* REQUIRED ACTION
Give back exactly the lines from the one holding "Target: forest background" to the bottom of the material, both included, and nothing more. No pictures.

* SOURCE MATERIAL
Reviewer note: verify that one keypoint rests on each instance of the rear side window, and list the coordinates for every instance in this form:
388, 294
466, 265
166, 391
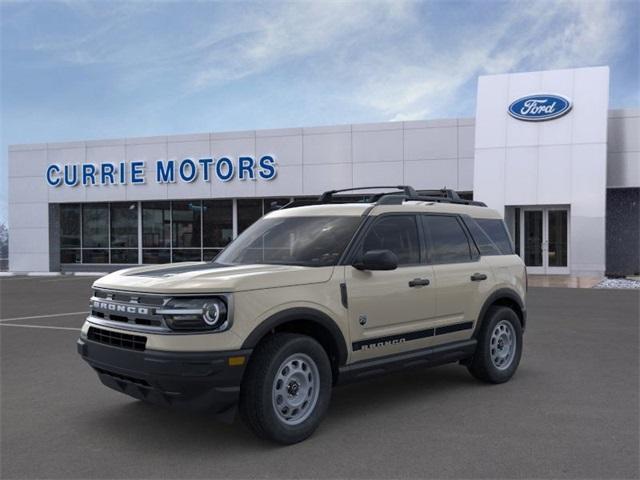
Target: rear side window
446, 240
496, 231
397, 233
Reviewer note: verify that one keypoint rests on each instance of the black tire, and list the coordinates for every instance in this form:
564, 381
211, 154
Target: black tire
258, 391
482, 366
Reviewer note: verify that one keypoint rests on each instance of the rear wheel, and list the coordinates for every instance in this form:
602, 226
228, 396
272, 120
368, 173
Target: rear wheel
499, 346
286, 389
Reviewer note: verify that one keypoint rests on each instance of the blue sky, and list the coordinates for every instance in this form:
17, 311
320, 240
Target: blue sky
82, 70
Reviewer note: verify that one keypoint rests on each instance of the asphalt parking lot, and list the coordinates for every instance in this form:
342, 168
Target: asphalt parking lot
571, 411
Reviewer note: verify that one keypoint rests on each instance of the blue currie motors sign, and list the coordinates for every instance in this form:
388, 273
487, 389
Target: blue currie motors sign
537, 108
188, 170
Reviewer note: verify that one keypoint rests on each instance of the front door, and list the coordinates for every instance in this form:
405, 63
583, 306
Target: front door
544, 241
388, 309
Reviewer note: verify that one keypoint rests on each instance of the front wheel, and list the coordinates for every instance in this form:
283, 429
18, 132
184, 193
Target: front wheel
286, 389
499, 346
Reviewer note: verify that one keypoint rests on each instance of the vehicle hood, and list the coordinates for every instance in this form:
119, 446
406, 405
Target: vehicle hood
206, 277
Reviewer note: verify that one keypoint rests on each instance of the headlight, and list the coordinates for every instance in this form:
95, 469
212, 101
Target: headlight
196, 314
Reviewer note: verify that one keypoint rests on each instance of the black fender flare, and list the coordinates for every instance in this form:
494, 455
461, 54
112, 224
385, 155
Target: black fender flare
501, 293
300, 313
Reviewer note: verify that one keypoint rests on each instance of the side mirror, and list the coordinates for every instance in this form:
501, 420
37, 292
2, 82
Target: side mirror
377, 260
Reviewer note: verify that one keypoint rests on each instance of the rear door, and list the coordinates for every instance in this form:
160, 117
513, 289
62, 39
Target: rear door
461, 276
390, 311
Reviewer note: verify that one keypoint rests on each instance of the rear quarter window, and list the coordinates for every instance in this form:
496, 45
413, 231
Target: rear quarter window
491, 236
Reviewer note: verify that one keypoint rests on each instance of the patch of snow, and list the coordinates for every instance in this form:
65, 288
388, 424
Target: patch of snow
618, 283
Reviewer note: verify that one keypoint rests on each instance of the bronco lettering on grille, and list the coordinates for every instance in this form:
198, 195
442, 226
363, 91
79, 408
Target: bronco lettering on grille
120, 308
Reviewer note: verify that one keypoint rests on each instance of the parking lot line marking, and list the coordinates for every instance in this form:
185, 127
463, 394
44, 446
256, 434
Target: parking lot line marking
39, 326
34, 317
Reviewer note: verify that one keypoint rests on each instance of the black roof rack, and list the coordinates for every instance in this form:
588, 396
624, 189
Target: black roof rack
404, 193
327, 196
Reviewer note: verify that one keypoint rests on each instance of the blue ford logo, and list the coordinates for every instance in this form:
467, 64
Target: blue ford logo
536, 108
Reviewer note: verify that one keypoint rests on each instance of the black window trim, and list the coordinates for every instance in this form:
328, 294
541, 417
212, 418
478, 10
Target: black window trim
354, 247
474, 251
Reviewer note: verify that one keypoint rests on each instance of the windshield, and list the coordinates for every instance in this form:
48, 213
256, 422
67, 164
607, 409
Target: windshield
308, 241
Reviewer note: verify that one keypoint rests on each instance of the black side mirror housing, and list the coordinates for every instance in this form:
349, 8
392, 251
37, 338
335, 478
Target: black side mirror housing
377, 260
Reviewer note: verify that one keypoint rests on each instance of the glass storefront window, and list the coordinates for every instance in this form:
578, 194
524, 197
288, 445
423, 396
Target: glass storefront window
95, 225
70, 255
186, 224
126, 255
95, 255
217, 223
124, 225
69, 226
249, 210
172, 231
155, 255
156, 224
186, 255
208, 254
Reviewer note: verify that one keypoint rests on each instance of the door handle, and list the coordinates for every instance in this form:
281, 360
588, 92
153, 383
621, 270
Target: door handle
478, 277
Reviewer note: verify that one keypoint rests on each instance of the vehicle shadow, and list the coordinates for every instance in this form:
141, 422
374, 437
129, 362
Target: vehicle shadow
162, 428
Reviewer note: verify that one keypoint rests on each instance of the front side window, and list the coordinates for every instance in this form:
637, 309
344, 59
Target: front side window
305, 241
398, 233
446, 240
497, 232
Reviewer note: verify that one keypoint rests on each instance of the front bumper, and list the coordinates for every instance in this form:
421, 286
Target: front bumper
198, 380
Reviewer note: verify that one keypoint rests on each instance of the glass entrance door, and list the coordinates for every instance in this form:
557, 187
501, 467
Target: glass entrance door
544, 242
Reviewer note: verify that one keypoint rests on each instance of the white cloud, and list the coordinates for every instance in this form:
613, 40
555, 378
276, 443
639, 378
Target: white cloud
528, 36
386, 56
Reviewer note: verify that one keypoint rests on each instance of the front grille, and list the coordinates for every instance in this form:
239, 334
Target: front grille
130, 308
117, 339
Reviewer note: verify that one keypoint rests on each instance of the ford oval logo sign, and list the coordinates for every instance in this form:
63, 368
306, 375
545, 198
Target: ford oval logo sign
536, 108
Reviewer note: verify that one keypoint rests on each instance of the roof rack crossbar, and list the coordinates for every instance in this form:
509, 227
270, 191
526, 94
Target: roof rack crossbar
397, 199
327, 196
404, 193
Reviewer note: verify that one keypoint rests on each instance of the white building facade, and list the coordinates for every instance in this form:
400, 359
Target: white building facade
544, 149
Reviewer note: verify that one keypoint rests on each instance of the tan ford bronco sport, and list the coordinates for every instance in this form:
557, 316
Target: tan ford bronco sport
312, 296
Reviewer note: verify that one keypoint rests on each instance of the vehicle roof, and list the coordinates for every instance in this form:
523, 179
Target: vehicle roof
357, 209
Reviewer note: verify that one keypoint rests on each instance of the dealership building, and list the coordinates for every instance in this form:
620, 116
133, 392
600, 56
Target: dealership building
544, 149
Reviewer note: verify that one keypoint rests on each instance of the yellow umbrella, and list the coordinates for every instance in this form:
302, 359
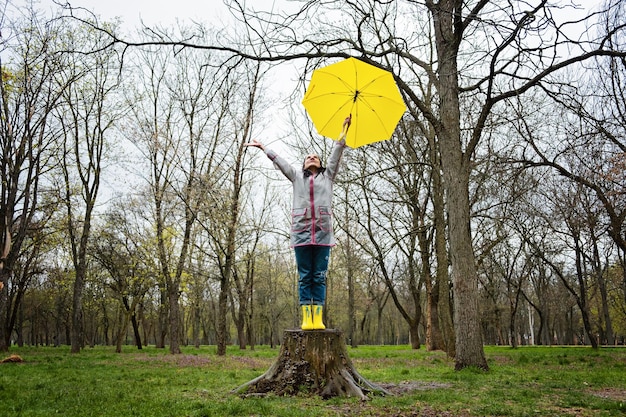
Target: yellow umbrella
354, 88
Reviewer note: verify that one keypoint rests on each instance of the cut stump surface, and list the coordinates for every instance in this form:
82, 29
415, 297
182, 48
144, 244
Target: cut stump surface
314, 362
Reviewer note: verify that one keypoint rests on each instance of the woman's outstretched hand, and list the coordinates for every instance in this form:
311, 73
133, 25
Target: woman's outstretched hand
256, 144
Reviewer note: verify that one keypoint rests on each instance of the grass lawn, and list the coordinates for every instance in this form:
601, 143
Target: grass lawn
528, 381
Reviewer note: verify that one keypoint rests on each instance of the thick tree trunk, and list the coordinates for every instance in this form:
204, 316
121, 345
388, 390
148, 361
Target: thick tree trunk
456, 168
314, 362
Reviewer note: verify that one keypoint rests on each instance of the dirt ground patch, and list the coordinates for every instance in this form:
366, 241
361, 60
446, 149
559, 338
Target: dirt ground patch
615, 394
410, 386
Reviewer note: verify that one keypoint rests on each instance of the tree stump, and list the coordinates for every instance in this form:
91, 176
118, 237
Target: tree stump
314, 362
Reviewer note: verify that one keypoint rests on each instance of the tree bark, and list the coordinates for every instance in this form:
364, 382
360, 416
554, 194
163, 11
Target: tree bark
456, 169
314, 362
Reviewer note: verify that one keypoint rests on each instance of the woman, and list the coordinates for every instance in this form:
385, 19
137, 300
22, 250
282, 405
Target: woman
311, 228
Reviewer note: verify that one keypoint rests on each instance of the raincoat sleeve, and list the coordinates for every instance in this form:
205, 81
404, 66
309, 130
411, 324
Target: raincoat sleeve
335, 158
285, 167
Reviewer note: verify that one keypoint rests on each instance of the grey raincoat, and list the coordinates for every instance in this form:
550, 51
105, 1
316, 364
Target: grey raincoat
311, 213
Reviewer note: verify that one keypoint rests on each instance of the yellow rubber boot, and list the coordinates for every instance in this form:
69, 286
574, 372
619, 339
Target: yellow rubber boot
307, 318
318, 324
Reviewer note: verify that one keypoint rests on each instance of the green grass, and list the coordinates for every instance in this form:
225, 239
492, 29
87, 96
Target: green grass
528, 381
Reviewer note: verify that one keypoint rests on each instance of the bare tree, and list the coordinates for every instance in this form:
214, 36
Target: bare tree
28, 95
86, 117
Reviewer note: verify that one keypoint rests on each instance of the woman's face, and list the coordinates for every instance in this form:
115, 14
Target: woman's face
312, 162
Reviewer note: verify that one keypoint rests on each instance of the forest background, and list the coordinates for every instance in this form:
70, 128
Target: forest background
131, 212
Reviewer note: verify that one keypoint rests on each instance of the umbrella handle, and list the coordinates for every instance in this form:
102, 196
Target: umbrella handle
346, 125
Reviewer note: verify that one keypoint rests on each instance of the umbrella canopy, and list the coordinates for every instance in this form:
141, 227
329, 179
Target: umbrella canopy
354, 88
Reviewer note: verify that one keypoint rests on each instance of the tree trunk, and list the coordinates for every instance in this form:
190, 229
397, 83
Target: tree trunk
456, 168
314, 362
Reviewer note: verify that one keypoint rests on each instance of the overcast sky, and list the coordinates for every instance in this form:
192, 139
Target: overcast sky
166, 12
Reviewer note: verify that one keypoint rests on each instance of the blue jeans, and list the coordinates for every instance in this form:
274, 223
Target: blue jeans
312, 263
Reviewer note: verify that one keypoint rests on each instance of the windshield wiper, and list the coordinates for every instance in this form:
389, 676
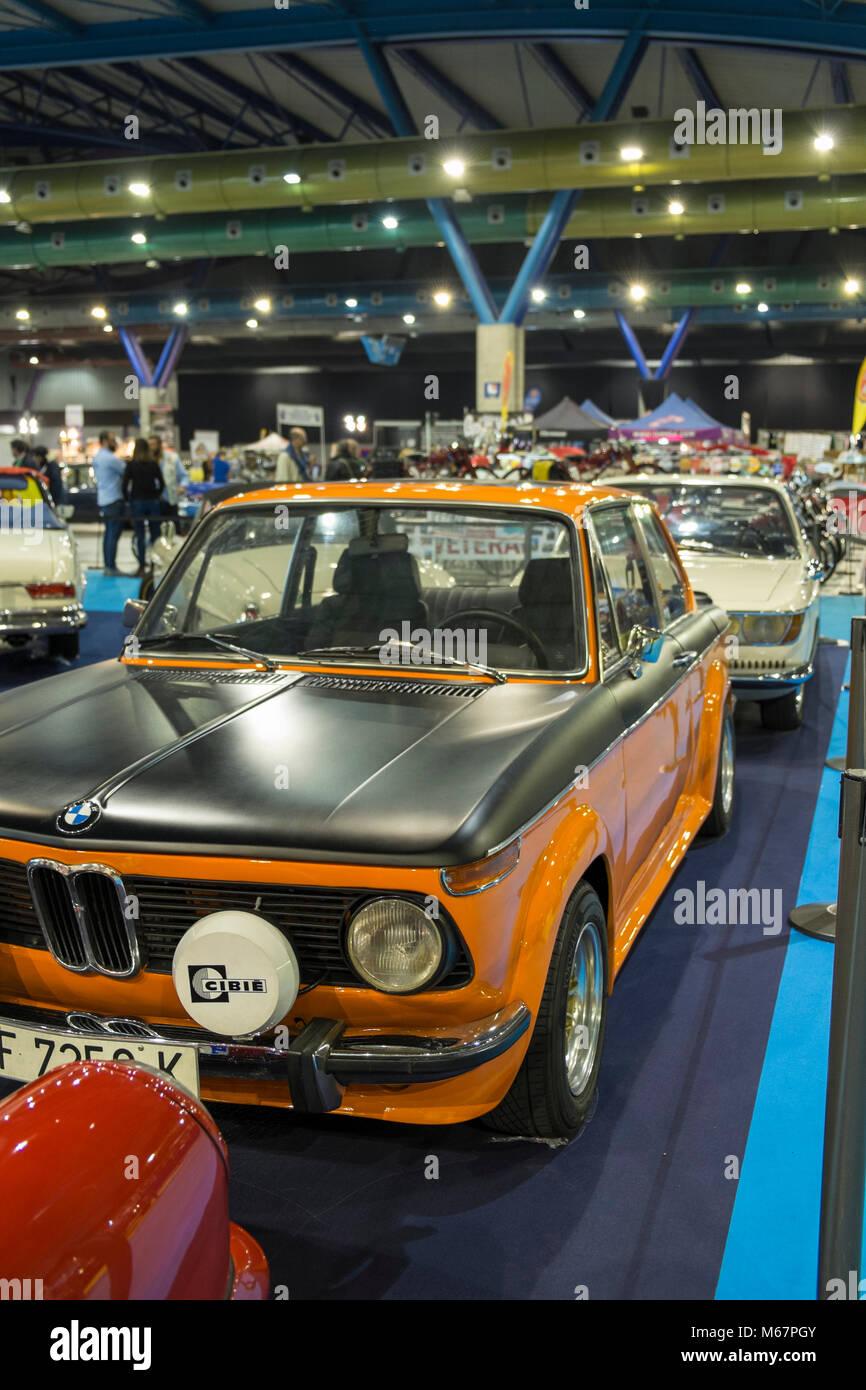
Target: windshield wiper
376, 647
167, 638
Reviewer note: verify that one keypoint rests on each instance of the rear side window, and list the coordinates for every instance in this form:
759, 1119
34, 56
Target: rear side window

* ANSWER TO THIS EXERCISE
Target: forest background
131, 212
Reviewer note: verify that one keypoint rests on each instance of the umbrella handle, and list the coordinates for every instance in this form:
102, 196
Target: umbrella handle
346, 125
Reviewer note: verify that one keypoint rests on each instance of the umbrella canopy, and list the coordinates for every instance in this form:
141, 227
329, 179
Target: umbrella canopy
354, 88
Reviewer note: verify that one keypoint rests on each instance of the tree trunk, and list the coordinates for every instance in this form:
190, 229
397, 83
Target: tree trunk
456, 168
314, 362
Reviewer note: verify that one keypoint rests on each instance of the overcast sky, and list the coordinates for every instance in this form:
192, 139
Target: overcast sky
166, 12
Reviewer note: verify that one keypoint rests on each instance of the blue jeans, and list the coordinates for every instance in this form:
274, 223
Target: blue jeans
312, 263
Reviewer note: verify that one keypoint rests on each instance of the windshield wiper, and list the coordinates for every instance in this form:
389, 676
Target: windshield wiper
376, 647
167, 638
Reviewer note: verify that one keypoint rests on each instance of the rear side window, and list the coordinates for every instance in this form:
759, 1119
34, 56
Target: rear side window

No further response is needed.